### [ESTRATTO DEL TESTO]
+ + + +

Linfoma ALK-positivo, dopo due anni di terapia oltre la metà dei pazienti trattati con Crizotinib è in remissione stabile
Tra i co-autori, anche Cristina Messa, già direttore dell’Unità Operativa di Medicina Nucleare dell’Azienda Ospedaliera San Gerardo di Monza, attualmente rettore dell’Ateneo milanese. Il gruppo, diretto da Gambacorti-Passerini, lavora da alcuni anni alla ricerca preclinica su questo tipo di linfoma e ha già prodotto importanti contributi nella conoscenza di questa patologia. I linfomi ALK+ colpiscono ogni anno circa 2 mila pazienti in Europa.
La terapia
La sperimentazione, multicentrica, indipendente e quindi non sponsorizzata da alcuna azienda farmaceutica, è iniziata nel 2010, su tre pazienti di età compresa tra i 20 e i 26 anni, in fase avanzata di malattia. La sperimentazione è stata successivamente allargata a 11 pazienti di età compresa tra 18 e 55 anni, con una speranza di sopravvivenza che non superava poche settimane di vita.

+ + + +

### [DATI FORNITI]
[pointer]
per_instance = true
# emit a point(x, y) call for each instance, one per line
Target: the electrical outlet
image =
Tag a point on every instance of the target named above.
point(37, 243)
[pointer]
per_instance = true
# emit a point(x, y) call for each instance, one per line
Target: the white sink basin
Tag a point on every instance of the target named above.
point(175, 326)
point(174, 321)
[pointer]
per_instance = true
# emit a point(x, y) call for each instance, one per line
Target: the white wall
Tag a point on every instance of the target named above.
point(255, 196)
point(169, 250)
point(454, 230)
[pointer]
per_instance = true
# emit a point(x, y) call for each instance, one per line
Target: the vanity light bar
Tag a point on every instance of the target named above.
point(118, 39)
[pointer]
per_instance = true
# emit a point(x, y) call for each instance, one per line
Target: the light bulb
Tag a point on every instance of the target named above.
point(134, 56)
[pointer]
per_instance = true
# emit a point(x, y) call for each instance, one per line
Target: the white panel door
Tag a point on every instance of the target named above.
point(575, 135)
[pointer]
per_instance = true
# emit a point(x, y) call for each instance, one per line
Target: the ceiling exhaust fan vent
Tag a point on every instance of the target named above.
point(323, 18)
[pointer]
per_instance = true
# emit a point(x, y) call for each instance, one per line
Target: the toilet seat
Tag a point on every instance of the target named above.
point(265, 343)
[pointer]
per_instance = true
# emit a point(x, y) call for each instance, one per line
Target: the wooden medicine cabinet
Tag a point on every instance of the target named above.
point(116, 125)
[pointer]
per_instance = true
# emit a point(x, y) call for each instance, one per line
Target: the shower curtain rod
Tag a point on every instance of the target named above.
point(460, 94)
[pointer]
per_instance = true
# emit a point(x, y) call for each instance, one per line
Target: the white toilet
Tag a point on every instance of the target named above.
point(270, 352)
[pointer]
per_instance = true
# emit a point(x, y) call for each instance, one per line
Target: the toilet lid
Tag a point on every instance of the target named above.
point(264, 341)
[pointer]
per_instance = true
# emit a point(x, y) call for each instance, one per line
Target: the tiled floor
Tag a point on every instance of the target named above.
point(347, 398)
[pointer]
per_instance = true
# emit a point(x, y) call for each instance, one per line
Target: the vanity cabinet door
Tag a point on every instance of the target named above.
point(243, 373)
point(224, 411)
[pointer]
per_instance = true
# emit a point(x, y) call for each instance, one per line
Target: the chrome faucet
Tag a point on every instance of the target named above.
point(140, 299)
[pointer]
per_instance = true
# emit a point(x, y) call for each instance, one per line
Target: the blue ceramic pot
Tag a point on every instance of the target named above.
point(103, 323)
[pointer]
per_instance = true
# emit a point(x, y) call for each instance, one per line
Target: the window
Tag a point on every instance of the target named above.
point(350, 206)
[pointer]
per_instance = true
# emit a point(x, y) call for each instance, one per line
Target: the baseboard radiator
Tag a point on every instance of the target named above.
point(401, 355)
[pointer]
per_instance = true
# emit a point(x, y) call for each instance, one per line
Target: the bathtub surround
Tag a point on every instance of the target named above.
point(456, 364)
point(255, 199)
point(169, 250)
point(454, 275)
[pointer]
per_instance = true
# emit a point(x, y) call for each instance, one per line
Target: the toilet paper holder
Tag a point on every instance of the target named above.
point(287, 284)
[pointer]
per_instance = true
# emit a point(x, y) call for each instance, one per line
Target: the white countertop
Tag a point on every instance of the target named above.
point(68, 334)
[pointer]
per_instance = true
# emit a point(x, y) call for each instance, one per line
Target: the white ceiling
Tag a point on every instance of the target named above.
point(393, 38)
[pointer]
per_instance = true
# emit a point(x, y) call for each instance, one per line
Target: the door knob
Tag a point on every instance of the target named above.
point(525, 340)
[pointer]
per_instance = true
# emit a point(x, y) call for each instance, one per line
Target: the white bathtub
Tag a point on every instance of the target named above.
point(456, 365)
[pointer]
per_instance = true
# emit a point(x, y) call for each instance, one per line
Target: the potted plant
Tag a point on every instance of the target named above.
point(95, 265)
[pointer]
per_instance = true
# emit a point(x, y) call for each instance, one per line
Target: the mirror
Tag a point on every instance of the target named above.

+ + + +

### [CONSEGNA]
Trascrivi per intero, senza alcuna modifica, il testo sul linfoma ALK-positivo riportato sopra.

### [RISULTATO DEL COMPITO]
Linfoma ALK-positivo, dopo due anni di terapia oltre la metà dei pazienti trattati con Crizotinib è in remissione stabile
Tra i co-autori, anche Cristina Messa, già direttore dell’Unità Operativa di Medicina Nucleare dell’Azienda Ospedaliera San Gerardo di Monza, attualmente rettore dell’Ateneo milanese. Il gruppo, diretto da Gambacorti-Passerini, lavora da alcuni anni alla ricerca preclinica su questo tipo di linfoma e ha già prodotto importanti contributi nella conoscenza di questa patologia. I linfomi ALK+ colpiscono ogni anno circa 2 mila pazienti in Europa.
La terapia
La sperimentazione, multicentrica, indipendente e quindi non sponsorizzata da alcuna azienda farmaceutica, è iniziata nel 2010, su tre pazienti di età compresa tra i 20 e i 26 anni, in fase avanzata di malattia. La sperimentazione è stata successivamente allargata a 11 pazienti di età compresa tra 18 e 55 anni, con una speranza di sopravvivenza che non superava poche settimane di vita.